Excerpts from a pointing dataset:
(begin)

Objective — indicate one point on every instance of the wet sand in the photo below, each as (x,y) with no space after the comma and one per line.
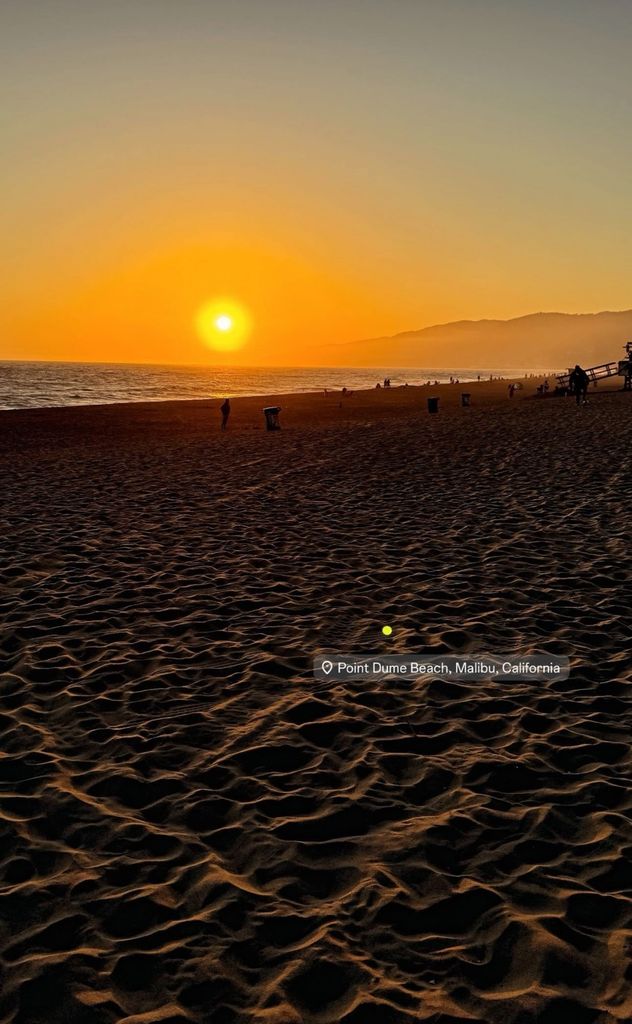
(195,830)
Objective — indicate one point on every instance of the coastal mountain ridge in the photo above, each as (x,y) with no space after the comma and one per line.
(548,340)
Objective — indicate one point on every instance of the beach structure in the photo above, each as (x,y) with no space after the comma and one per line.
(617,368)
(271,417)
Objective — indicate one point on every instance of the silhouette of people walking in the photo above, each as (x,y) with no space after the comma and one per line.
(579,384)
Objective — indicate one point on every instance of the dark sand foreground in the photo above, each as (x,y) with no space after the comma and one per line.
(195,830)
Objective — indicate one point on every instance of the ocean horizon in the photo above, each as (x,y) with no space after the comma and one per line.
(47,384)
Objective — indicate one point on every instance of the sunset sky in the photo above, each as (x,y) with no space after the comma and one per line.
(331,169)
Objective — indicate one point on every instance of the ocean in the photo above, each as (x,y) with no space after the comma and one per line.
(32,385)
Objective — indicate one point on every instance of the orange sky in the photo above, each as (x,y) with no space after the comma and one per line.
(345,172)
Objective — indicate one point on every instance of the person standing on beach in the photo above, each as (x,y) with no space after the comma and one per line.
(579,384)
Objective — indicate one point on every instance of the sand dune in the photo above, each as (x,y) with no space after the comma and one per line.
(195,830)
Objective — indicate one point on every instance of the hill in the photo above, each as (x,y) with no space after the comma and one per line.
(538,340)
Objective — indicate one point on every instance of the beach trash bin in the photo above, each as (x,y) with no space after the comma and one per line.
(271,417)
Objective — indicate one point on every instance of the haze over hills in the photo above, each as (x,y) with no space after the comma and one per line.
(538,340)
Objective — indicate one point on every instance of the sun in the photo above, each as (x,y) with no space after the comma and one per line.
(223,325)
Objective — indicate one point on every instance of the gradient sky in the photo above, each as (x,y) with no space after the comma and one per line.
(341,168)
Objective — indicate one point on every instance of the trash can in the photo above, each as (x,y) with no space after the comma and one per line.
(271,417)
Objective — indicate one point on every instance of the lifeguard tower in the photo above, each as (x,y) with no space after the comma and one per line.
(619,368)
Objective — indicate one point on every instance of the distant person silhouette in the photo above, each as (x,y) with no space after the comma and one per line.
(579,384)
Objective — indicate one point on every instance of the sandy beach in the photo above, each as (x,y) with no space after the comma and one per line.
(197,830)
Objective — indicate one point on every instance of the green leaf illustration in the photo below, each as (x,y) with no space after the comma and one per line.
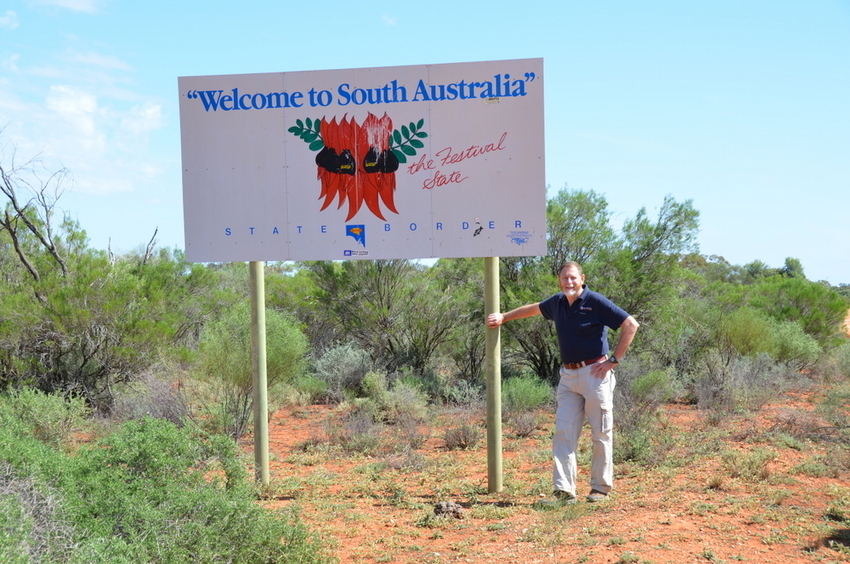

(end)
(begin)

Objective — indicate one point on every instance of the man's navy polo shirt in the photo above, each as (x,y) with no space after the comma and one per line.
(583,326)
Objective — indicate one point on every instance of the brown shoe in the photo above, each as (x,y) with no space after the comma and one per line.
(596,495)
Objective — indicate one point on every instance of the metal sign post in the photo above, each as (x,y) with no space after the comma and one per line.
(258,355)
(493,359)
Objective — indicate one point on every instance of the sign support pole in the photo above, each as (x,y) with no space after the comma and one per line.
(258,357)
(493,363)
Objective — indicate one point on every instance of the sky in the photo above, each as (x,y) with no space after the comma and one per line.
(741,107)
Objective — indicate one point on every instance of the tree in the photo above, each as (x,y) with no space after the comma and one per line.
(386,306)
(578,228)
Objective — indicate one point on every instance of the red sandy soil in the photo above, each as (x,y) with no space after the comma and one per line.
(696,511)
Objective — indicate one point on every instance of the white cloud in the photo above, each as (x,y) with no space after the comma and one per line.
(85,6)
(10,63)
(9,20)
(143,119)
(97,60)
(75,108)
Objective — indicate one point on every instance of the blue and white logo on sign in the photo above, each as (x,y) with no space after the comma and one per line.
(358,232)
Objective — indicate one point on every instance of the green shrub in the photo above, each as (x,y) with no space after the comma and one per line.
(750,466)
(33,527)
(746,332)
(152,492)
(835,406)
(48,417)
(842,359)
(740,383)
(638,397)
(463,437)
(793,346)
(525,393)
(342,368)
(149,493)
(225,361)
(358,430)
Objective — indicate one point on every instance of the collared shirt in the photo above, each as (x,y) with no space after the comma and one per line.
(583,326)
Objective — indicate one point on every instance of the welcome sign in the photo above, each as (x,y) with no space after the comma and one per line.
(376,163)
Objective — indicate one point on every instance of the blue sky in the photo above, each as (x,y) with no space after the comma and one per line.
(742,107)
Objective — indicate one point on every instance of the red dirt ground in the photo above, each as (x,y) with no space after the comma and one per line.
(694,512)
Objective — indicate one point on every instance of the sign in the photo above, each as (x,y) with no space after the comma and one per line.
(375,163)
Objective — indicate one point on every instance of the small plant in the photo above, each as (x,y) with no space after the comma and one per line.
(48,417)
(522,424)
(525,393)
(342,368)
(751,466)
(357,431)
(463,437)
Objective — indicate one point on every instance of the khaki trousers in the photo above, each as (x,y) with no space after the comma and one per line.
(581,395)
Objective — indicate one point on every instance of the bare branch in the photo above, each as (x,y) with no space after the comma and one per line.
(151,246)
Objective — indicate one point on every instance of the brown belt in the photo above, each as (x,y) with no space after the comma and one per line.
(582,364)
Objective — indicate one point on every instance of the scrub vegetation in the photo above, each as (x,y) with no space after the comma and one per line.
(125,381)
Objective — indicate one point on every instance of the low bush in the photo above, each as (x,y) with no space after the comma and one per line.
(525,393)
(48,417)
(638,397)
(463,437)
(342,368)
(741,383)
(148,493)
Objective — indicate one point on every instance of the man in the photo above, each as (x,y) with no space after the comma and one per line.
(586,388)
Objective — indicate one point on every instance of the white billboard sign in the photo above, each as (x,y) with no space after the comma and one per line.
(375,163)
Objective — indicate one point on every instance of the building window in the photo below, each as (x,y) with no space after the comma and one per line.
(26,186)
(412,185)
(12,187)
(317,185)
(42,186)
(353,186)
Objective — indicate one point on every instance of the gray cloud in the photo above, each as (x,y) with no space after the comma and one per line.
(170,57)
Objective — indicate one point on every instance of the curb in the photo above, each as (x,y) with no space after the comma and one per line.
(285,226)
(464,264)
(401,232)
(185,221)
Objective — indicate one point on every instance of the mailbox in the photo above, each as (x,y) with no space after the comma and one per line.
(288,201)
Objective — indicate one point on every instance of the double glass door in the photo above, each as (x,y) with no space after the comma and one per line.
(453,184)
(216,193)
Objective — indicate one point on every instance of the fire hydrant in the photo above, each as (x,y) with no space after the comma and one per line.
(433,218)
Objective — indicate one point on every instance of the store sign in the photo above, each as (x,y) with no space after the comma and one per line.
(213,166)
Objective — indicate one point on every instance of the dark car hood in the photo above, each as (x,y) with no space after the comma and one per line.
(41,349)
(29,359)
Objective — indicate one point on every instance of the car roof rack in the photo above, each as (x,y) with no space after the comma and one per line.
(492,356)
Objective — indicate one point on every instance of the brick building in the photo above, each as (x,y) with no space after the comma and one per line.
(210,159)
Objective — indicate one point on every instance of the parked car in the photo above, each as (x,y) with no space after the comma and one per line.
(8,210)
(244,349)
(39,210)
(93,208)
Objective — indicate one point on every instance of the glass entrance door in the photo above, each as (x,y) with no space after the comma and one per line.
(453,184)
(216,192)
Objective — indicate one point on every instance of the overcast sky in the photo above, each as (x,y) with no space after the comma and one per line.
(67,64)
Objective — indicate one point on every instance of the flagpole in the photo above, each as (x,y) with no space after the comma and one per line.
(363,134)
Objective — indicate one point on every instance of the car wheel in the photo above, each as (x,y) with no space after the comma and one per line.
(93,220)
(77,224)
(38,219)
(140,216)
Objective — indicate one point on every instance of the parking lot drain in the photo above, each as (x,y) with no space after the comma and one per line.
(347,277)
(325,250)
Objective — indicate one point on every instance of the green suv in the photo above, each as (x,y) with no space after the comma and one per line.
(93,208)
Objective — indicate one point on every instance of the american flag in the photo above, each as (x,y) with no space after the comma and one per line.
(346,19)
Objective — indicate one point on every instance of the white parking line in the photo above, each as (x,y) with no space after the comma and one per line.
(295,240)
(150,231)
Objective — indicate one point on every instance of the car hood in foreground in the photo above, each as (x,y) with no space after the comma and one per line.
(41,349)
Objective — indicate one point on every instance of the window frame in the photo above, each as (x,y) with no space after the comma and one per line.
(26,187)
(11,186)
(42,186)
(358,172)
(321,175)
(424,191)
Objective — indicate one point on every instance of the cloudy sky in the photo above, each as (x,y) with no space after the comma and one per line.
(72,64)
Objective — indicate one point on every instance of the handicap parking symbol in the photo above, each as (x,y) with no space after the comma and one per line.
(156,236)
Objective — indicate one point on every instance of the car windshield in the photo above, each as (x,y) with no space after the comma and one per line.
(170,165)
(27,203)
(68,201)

(end)

■ WHAT THE EXERCISE ASKS ■
Filter the records above down to every line that contains the word "white", with uppercase and lowercase treated as different. Copy each matching line unchanged.

■ IN RESPONSE ■
Objective — indicate one point on every instance of the white cloud in the photo above, each as (x,y) with no space after the comma and one per line.
Objective — indicate one point on every instance of the blue and white logo on sign in the photo above, each as (x,y) with no space after the comma and one per line.
Objective — indicate one point on every instance of the white billboard sign in the photo above, each as (x,y) with no space after the comma and one per line.
Objective — indicate one point on every instance of the white parking line in the photo above, each as (x,y) with no space after the comma and one per line.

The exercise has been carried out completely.